▶ RECORDS SUPPLIED
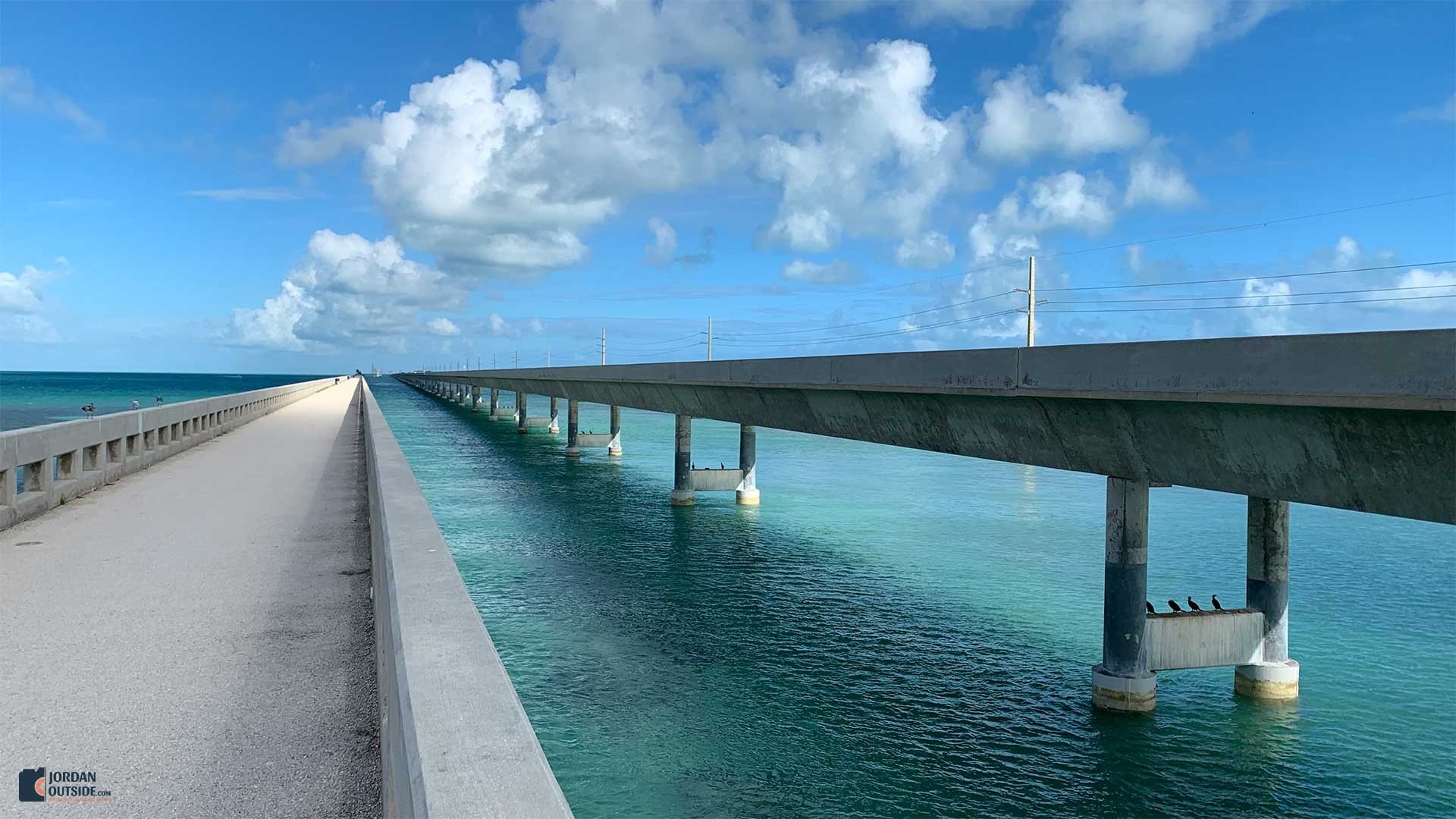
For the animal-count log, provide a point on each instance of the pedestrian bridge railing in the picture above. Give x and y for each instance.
(49, 465)
(455, 739)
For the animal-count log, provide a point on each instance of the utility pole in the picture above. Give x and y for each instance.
(1031, 300)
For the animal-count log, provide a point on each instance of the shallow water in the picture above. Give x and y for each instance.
(28, 400)
(900, 632)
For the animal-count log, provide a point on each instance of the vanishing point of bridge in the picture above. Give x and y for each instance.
(267, 563)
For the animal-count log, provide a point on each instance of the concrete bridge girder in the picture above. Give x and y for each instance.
(1332, 457)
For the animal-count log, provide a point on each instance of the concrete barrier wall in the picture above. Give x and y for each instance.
(63, 461)
(455, 739)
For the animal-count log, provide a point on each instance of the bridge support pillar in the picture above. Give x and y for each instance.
(747, 493)
(683, 463)
(573, 430)
(1267, 591)
(1122, 682)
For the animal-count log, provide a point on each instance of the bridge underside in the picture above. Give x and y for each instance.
(1400, 463)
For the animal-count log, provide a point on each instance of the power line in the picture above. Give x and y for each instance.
(1260, 306)
(1254, 295)
(864, 322)
(1188, 235)
(657, 343)
(1241, 278)
(883, 334)
(666, 352)
(1251, 224)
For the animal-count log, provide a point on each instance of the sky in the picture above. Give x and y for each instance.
(318, 187)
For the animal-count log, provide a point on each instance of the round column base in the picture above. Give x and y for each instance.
(1116, 692)
(1267, 681)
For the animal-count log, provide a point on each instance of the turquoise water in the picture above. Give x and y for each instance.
(900, 632)
(28, 400)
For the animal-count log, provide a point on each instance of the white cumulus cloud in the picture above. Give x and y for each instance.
(1019, 121)
(441, 325)
(1439, 112)
(664, 242)
(1158, 180)
(817, 273)
(347, 290)
(858, 152)
(22, 305)
(1274, 297)
(1060, 202)
(1150, 37)
(18, 91)
(927, 251)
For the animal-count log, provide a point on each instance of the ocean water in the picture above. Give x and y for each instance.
(899, 632)
(28, 400)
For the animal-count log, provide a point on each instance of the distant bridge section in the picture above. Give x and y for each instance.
(1363, 422)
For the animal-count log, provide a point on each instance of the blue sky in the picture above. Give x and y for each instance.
(316, 187)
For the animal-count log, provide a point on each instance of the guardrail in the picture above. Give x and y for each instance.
(455, 739)
(57, 463)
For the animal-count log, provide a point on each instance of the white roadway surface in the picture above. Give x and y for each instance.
(200, 634)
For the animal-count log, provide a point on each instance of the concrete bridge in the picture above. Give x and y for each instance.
(242, 607)
(245, 601)
(1362, 422)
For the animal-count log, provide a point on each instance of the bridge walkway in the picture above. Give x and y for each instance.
(200, 634)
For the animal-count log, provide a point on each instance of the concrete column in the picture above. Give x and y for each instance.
(615, 445)
(1122, 682)
(683, 463)
(573, 430)
(1266, 591)
(747, 493)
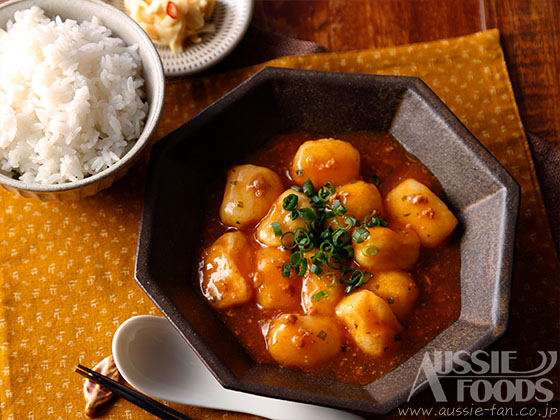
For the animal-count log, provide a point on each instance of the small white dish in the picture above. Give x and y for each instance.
(152, 356)
(231, 19)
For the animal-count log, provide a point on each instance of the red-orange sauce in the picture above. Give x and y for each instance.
(437, 272)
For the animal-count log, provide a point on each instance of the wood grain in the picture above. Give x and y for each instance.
(530, 35)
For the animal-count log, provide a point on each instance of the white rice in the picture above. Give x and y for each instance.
(71, 98)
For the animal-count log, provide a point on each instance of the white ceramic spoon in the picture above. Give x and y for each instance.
(153, 358)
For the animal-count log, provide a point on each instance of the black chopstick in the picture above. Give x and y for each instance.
(152, 406)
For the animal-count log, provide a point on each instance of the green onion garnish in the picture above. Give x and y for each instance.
(290, 202)
(302, 268)
(319, 295)
(370, 251)
(277, 228)
(295, 258)
(333, 248)
(360, 235)
(340, 238)
(308, 188)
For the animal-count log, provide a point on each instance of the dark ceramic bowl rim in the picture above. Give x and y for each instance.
(488, 332)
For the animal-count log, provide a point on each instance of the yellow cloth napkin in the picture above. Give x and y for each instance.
(67, 268)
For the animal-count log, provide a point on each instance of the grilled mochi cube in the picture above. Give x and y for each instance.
(249, 193)
(397, 288)
(273, 290)
(370, 321)
(326, 160)
(412, 203)
(387, 249)
(285, 223)
(303, 340)
(360, 199)
(225, 271)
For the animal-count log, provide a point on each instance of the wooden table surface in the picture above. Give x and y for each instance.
(530, 37)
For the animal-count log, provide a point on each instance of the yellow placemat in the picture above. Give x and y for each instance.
(67, 268)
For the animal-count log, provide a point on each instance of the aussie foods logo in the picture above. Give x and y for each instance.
(485, 376)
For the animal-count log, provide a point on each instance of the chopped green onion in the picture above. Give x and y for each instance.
(308, 188)
(286, 269)
(370, 251)
(338, 208)
(360, 235)
(319, 295)
(349, 251)
(295, 258)
(340, 237)
(290, 202)
(302, 268)
(295, 214)
(277, 228)
(301, 237)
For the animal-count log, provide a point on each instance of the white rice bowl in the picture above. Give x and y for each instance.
(71, 100)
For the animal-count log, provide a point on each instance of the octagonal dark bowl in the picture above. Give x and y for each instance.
(478, 189)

▶ SET TASK
Reproduce each line exactly as it appears, omitting the pictures.

▶ REPLY
For the animal-count log, provide a point on each instance of the pedestrian bridge railing in the picture above. Give x and y for each instance.
(49, 465)
(455, 739)
For the animal-count log, provide a point on each instance of the utility pole in the picture above. Give x and y for each instance.
(1031, 300)
For the animal-count log, provide a point on each instance of the shallow water in the picture above. Give x and y for each instance.
(28, 400)
(900, 632)
For the animal-count log, provide a point on each instance of the vanishing point of bridge in the picture above. Give x and y for each instance.
(267, 563)
For the animal-count log, provide a point on each instance of the concrete bridge girder in the picture above. Give x and y for each instance.
(1332, 457)
For the animal-count log, provide a point on each instance of the concrete barrier wall in the picture above. Give x and y for each instance.
(63, 461)
(455, 739)
For the animal-count log, provide a point on each instance of the bridge support pillar in the picture above. Give x and y for each instance.
(747, 493)
(683, 463)
(573, 430)
(1267, 591)
(1122, 682)
For the animal-count log, provide a point on each instance of the bridge underside in the picture above. Give x and y for each instance.
(1400, 463)
For the animal-count log, provide a point on each instance of the power line in the picture above. Give x and y for each instance.
(1260, 306)
(1254, 295)
(864, 322)
(1188, 235)
(657, 343)
(1241, 278)
(883, 334)
(666, 352)
(1251, 224)
For the animal-count log, provide a point on each instance of the sky in the picture above. Give x and y for each instance.
(318, 187)
For the animal-count log, provide a point on each instance of the round column base in the picture above. Give x and y for each instance.
(1116, 692)
(1267, 681)
For the animal-count log, provide a point on each instance of the turquoise water in the picture above. Give x and y for each instance.
(900, 632)
(28, 400)
For the animal-count log, provide a point on each instance of the white cumulus cloud in the picture above. Give x and y for each instance.
(1019, 121)
(441, 325)
(1439, 112)
(664, 242)
(1158, 180)
(817, 273)
(347, 290)
(858, 152)
(22, 305)
(1274, 297)
(1060, 202)
(1150, 37)
(18, 91)
(927, 251)
For the animal-count log, provide a point on each instance of the ocean water in the picture above. Give x and y for each instance.
(899, 632)
(28, 400)
For the animal-count log, provide a point on each instance of the distant bridge section in the picture above. Give x and y for each instance.
(1363, 422)
For the animal-count log, provide a point on each instance of the blue sky in the picture above. Give x and y for each instance.
(316, 187)
For the animal-count log, provide a point on each instance of the guardrail in the picture above. Give x and y for each instance.
(455, 739)
(57, 463)
For the animal-count log, provide a point on each instance of the white roadway surface in the picture above. Give x and y for each instance.
(200, 634)
For the animal-count log, provide a point on each instance of the concrete bridge in the picture above. Give x and y for each instance.
(242, 607)
(245, 601)
(1362, 422)
For the animal-count log, provide a point on each instance of the bridge walkway in the picture above. Give x and y for each instance.
(200, 634)
For the animal-count log, provide a point on each instance of the concrete column in the picture above. Give x and y for each instance.
(615, 445)
(1122, 682)
(683, 463)
(573, 430)
(1266, 591)
(747, 493)
For the animal-count log, provide a point on each instance of the small white dish in the picture above. Give x and y for each instance.
(152, 356)
(231, 19)
For the animal-count log, provide a point on each instance of the red-orange sauce in the picture above. Give x and y for each instance.
(437, 272)
For the animal-count log, provide a point on each instance of the wood grain in the picture above. Give x and y for each instance.
(530, 35)
For the animal-count log, provide a point on each instance of the white rice in the picture above. Give x and y for each instance.
(71, 98)
For the animal-count log, provide a point on each instance of the white ceramic spoon in the picture above. Give x and y for each instance.
(153, 358)
For the animal-count log, provide a point on each instance of the black chopstick in the picture above. Give x and y for each instance.
(152, 406)
For the animal-count log, provide a point on each instance of the green onion garnish in the picture above. Give x and y for each instance.
(290, 202)
(302, 268)
(319, 295)
(370, 251)
(277, 228)
(295, 258)
(333, 248)
(360, 235)
(340, 238)
(308, 188)
For the animal-count log, provide a point on each instance of the dark ceramic bowl rim in the picture above. Give x and y for each instance.
(488, 332)
For the animal-count log, provide a point on each instance of the yellow cloth napkin in the picture above. Give x and y for each instance.
(67, 268)
For the animal-count log, provide a point on each instance of the grilled mochi cube in the picture above. Give x and y for each instance.
(249, 193)
(397, 288)
(273, 290)
(370, 321)
(326, 160)
(412, 203)
(387, 249)
(285, 223)
(303, 340)
(360, 199)
(225, 271)
For the animal-count log, provide a point on each instance of the wooden table surface in the picture above. Give x and y for each instance.
(530, 37)
For the animal-count log, provide a point on each instance of the yellow placemat in the picture above. Give x and y for each instance.
(67, 268)
For the animal-count log, provide a point on each instance of the aussie foods logo in the picture above. Give x and y for each instance.
(485, 376)
For the animal-count log, provide a point on each instance of the chopped green onion in the picture above. Give x and y for each instance.
(308, 188)
(286, 269)
(370, 251)
(338, 208)
(360, 235)
(319, 295)
(349, 251)
(295, 258)
(340, 237)
(290, 202)
(302, 268)
(295, 214)
(277, 228)
(301, 237)
For the animal-count log, provide a point on each instance of the white rice bowl in the picture above. Give x and y for each instance.
(71, 100)
For the animal-count log, provide a point on each instance of the octagonal dark bowl in the picture above. Give x and y for each instance.
(478, 189)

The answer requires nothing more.